TASKS TO COMPLETE:
1. Decide whether each statement below agrees with the machine learning forum thread: (a) the thread's starter promises to share exact systems and coding implementations; (b) PipMeUp joined in Aug 2011; (c) the statistical model is built from a set of examples. Answer each with yes or no, plus the deciding words of the thread, quoted exactly.
2. Transcribe the part of the machine learning forum thread between "I am starting this thread hoping" and "enjoy the ride!", inclusive.
3. Pick up the machine learning forum thread after its last line and keep writing it.

# start of QUOTED PASSAGE

Attachments: Machine Learning with algoTraderJo

Machine Learning with algoTraderJo

Post #1
Quote
First Post: Dec 8, 2014 7:51am Dec 8, 2014 7:51am

algoTraderJo
Joined Dec 2014 | Status: Member | 412 Posts

Hello fellow traders,

I am starting this thread hoping to share with you some of my developments in the field of machine learning. Although I may not share with you exact systems or coding implementations (don't expect to get anything to "plug-and-play" and get rich from this thread) I will share with you ideas, results of my experiment and possibly other aspects of my work. I am starting this thread in the hopes that we will be able to share ideas and help each other improve our implementations. I will start with some simple machine learning strategies and will then go into more complex stuff as time goes by. Hope you enjoy the ride!

algoTraderJo

Post #2
Quote
Dec 8, 2014 7:54am Dec 8, 2014 7:54am

kprsa
Joined Feb 2014 | Status: ember | 1,268 Posts

Subscribed!
Thank you,
k

Post #3
Quote
Dec 8, 2014 8:01am Dec 8, 2014 8:01am

PipMeUp
Joined Aug 2011 | Status: Member | 1,326 Posts

Subscribed too.

No greed. No fear. Just maths.

Post #4
Quote
Dec 8, 2014 8:25am Dec 8, 2014 8:25am

algoTraderJo
Joined Dec 2014 | Status: Member | 412 Posts

Glad to hear some of you have already subscribed!

I hope to make things interesting for you

Post #5
Quote
Dec 8, 2014 8:36am Dec 8, 2014 8:36am

algoTraderJo
Joined Dec 2014 | Status: Member | 412 Posts

I want to start by saying some basic things. I am sorry if the structure of my posts leaves a lot to be desired, I don't have any forum posting experience but hope to get some with time.

In machine learning what we want to do is simply to generate a prediction that is useful for our trading. To make this prediction we generate a statistical model using a set of examples (known outputs and some inputs we things have predictive power to predict those outputs) we then make a prediction of an unknown output (our recent data) using the model we created with the examples.

To sum it up it is a "simple" process where we do the following:

Select what we want to predict (this will be our target(s))

# end of QUOTED PASSAGE
# start of INFORMATION SHOWN

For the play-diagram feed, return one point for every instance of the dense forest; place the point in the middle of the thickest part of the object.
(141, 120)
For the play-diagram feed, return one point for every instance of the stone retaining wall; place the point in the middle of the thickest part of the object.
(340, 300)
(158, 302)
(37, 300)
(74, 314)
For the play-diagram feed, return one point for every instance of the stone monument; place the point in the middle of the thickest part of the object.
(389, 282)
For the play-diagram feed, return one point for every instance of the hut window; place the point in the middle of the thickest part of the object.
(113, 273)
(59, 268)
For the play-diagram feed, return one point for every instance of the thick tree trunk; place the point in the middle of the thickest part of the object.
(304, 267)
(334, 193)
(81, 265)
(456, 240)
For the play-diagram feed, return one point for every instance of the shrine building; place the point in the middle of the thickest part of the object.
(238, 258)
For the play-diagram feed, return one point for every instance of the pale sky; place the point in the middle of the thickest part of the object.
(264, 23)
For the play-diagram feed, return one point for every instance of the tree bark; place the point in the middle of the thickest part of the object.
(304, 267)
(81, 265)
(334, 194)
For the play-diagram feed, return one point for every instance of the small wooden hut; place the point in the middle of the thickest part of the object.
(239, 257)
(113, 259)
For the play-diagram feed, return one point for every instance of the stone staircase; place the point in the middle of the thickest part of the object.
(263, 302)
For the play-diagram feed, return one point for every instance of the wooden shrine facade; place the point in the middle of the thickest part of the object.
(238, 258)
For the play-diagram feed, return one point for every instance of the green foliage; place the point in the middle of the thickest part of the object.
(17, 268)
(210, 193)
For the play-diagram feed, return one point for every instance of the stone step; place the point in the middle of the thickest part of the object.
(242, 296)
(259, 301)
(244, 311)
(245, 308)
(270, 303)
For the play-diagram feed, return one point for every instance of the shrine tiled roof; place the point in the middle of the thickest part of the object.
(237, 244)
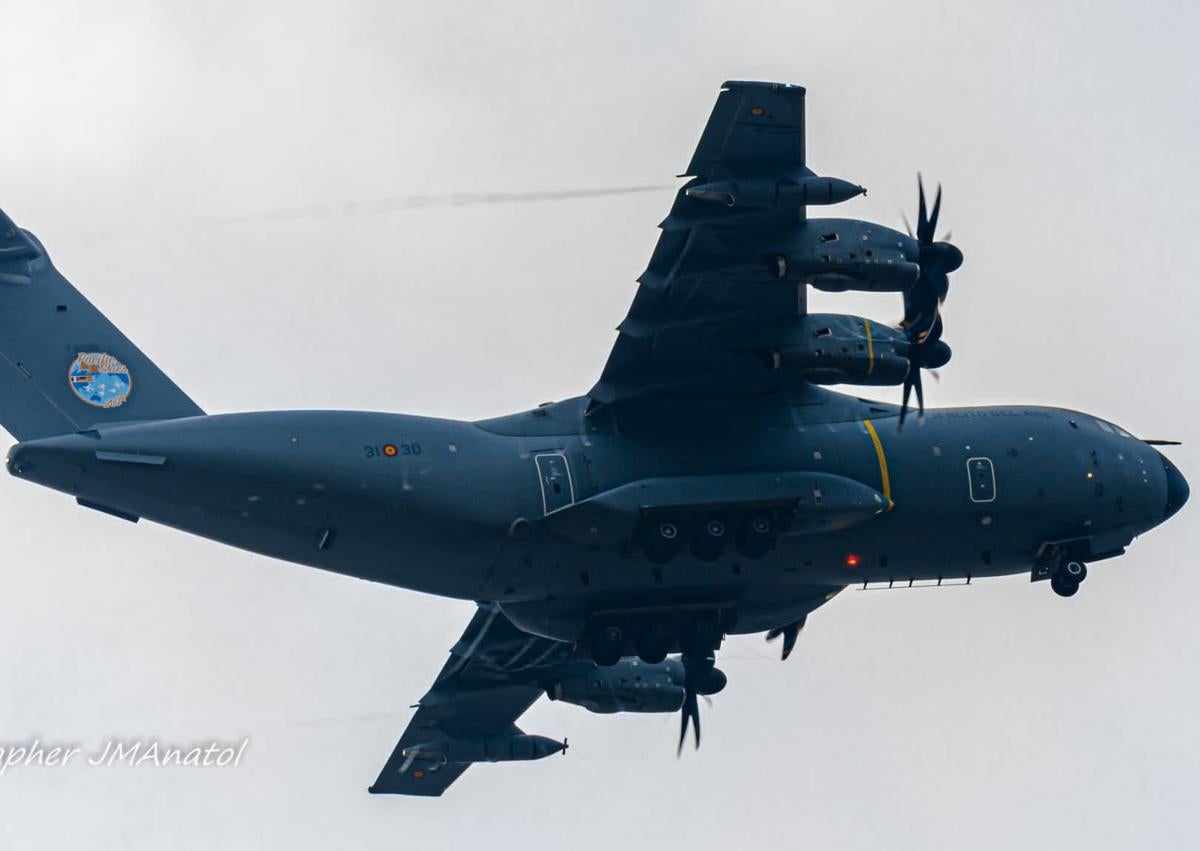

# end of INFORMATION SHOWN

RESULTS IN ORDER:
1.
(a) No: "Although I may not share with you exact systems or coding implementations"
(b) Yes: "Joined Aug 2011"
(c) Yes: "we generate a statistical model using a set of examples"

2.
I am starting this thread hoping to share with you some of my developments in the field of machine learning. Although I may not share with you exact systems or coding implementations (don't expect to get anything to "plug-and-play" and get rich from this thread) I will share with you ideas, results of my experiment and possibly other aspects of my work. I am starting this thread in the hopes that we will be able to share ideas and help each other improve our implementations. I will start with some simple machine learning strategies and will then go into more complex stuff as time goes by. Hope you enjoy the ride!

3.
Select some input variables that we think can predict our targets
Build a set of examples using past data with our inputs and our targets
Create a model using these examples. A model is simply a mathematical mechanism that relates the inputs/targets
Make a prediction of the target using the last known inputs
Trade using this information

I want to say from the start that it is very important to avoid doing what many academic papers on machine learning do, which is to attempt to build a model with very large arrays of examples and then attempt to make a long term prediction on an "out-of-sample" set. Building a model with 10 years of data and then testing it on the last two is non-sense, subject to many types of statistical biases we will discuss later on.

In general you will see that the machine learning models I build are trained on every bar (or every time I need to make a decision) using a moving window of data for the building of examples (only recent examples are considered relevant). Sure, this approach is no stranger to some types of statistical biases but we remove the "elephant in the room" when using the broad in-sample|out-of-sample approach of most academic papers (which, no surprise, often leads to approaches that are not actually useful to trade).

There are mainly three things to concern yourself with when building a machine learning model:

What to predict (what target)
What to predict it with (which inputs)
How to relate the target and inputs (what model)

Most of what I will be mentioning on this thread will focus on answering these questions, with actual examples. If you want write any questions you might have and I will attempt to give you an answer or simply let you know if I will answer that later on.

Post #6
Quote
Dec 8, 2014 10:19am Dec 8, 2014 10:19am

algoTraderJo
Joined Dec 2014 | Status: Member | 412 Posts

Let us get down to business now. A real practical example using machine learning. Let's suppose we want to build a very simple model using a very simple set of inputs/targets. For this experiment these are the answers to the questions:

What to predict (what target) -> The direction of the next day (bullish or bearish)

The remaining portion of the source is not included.